(Excerpts of labeled region data)
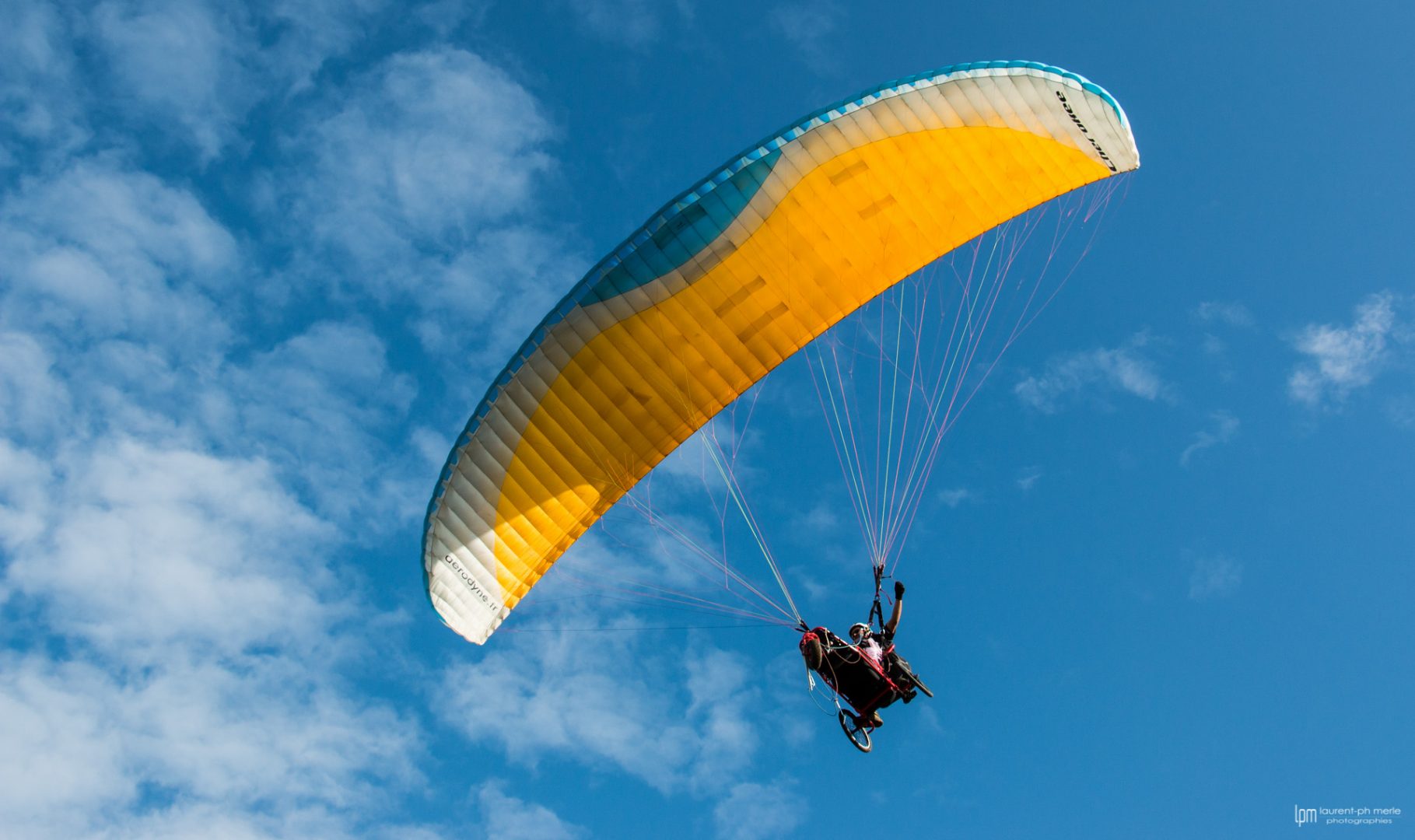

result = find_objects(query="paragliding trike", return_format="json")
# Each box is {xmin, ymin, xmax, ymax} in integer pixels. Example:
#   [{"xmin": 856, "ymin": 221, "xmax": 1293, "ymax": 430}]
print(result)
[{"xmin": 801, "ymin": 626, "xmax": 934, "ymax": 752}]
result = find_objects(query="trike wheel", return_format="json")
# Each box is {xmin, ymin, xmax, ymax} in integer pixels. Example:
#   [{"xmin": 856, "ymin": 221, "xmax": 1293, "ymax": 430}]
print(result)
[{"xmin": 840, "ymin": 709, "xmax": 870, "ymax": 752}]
...
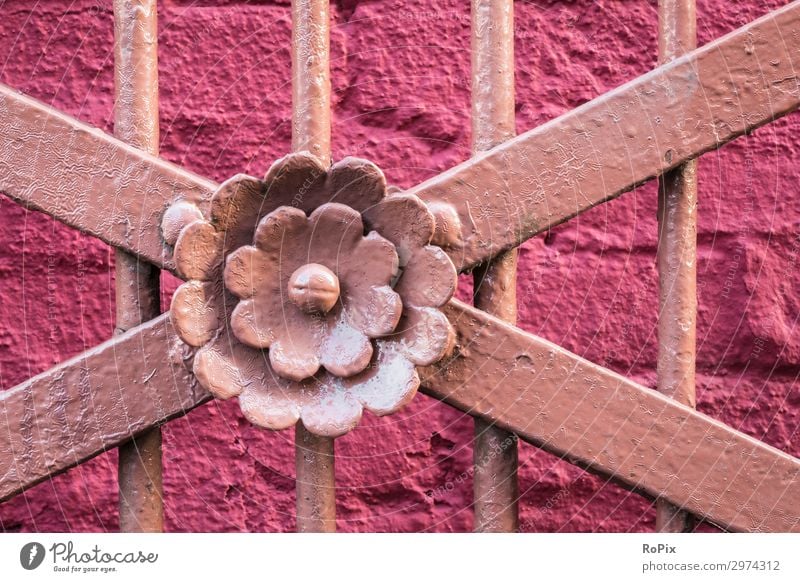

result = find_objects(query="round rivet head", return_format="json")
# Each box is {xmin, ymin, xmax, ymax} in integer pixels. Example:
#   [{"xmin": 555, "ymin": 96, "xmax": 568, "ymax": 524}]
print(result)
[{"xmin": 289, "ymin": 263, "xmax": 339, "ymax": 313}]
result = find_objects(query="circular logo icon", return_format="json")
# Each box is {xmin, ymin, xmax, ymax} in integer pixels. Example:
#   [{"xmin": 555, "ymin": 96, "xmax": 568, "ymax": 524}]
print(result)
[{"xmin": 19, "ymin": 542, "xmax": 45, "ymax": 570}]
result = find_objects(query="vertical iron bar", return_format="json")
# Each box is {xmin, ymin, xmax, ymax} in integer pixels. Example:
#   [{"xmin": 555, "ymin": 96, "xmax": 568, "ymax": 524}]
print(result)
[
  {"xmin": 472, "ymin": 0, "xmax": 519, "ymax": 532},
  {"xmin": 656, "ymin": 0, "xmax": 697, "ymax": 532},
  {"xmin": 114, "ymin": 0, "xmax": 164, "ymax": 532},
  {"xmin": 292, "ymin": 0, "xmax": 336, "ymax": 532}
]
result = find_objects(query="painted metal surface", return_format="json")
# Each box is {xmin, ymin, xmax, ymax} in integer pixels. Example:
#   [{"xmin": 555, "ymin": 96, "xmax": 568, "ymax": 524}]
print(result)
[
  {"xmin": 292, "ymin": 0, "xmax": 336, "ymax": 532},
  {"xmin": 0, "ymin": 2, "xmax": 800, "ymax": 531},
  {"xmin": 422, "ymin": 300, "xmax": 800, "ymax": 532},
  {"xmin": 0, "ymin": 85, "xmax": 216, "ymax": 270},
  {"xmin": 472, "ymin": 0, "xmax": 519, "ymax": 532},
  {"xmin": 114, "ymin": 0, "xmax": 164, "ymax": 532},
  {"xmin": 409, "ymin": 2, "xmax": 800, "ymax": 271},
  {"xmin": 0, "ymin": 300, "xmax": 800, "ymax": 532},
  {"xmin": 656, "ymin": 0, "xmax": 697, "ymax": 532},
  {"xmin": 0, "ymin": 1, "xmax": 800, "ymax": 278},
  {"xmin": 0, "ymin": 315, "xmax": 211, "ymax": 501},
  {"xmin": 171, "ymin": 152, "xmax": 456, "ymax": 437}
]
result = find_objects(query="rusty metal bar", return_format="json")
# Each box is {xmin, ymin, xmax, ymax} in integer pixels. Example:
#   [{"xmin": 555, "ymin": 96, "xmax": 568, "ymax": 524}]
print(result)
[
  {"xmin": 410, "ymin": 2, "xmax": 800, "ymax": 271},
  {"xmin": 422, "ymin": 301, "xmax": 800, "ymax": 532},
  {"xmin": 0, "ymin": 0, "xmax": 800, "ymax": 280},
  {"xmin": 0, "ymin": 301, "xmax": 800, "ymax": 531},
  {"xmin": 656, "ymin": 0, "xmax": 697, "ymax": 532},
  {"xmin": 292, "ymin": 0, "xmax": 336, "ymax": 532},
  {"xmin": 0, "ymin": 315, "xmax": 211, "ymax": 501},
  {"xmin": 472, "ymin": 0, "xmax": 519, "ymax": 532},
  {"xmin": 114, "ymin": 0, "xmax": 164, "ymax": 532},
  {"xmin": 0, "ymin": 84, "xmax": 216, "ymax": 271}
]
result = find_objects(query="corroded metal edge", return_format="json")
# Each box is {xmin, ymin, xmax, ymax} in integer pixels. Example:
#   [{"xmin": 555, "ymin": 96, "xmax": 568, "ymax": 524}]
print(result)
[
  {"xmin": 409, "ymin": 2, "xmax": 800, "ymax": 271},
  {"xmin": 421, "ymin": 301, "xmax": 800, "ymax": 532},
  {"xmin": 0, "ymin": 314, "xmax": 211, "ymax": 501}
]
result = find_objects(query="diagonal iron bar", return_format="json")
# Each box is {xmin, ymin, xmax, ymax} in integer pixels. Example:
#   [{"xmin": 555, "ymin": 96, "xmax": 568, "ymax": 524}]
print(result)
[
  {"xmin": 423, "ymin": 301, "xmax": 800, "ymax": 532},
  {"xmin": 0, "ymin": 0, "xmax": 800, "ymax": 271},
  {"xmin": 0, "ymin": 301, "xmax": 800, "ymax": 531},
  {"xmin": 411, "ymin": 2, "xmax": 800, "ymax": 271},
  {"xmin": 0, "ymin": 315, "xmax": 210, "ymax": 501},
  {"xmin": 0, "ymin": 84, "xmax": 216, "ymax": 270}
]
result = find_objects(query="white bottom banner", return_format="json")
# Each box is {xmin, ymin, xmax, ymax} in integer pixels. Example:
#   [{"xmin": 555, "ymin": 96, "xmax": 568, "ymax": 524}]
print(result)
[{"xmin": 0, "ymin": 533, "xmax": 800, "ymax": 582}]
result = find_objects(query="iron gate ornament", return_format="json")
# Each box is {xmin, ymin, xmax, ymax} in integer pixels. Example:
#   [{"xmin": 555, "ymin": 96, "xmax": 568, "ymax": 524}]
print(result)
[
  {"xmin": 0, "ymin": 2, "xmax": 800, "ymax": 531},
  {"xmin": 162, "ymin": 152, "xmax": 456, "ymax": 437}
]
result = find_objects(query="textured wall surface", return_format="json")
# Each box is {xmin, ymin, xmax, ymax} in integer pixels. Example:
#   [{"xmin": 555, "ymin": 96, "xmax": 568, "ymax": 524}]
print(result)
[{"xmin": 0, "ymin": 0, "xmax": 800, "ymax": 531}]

### INSTRUCTIONS FOR THE TASK
Count the lines of the records that contain the string "query", treating case as significant, and give only the number.

### OUTPUT FOR THIS EXERCISE
12